(Photo-based referring expression data)
------------------------------------------------------------------------
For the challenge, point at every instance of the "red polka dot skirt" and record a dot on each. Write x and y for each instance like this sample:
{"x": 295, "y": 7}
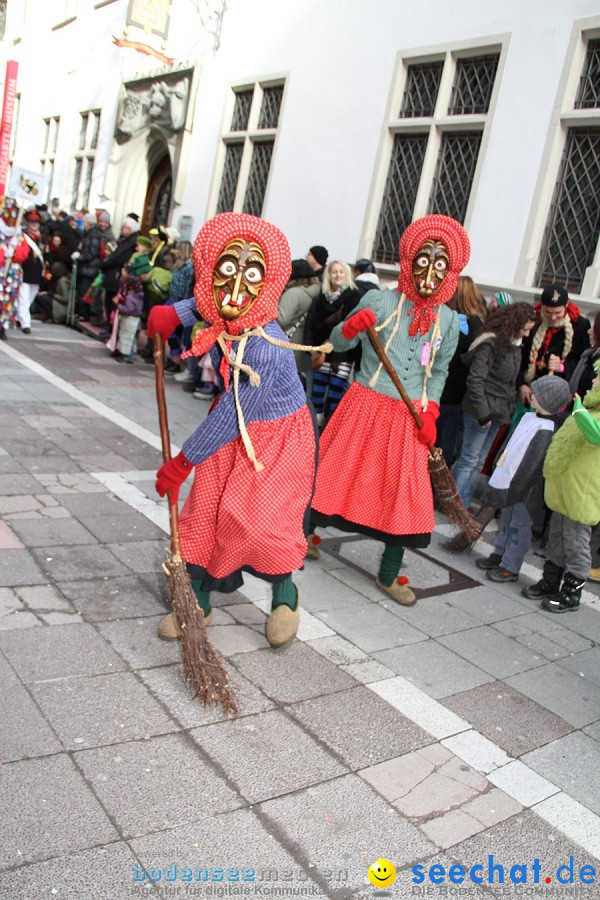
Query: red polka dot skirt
{"x": 235, "y": 517}
{"x": 372, "y": 469}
------------------------------------------------------------------------
**Aim of the task:** Retype all entries above verbatim; no pictures belong in the copy.

**Exercise output:**
For the challenge, point at every instance of the "red polka dot skirt" and record a dot on each. Write x and y for each instance like this sample:
{"x": 295, "y": 7}
Query: red polka dot skirt
{"x": 235, "y": 517}
{"x": 372, "y": 469}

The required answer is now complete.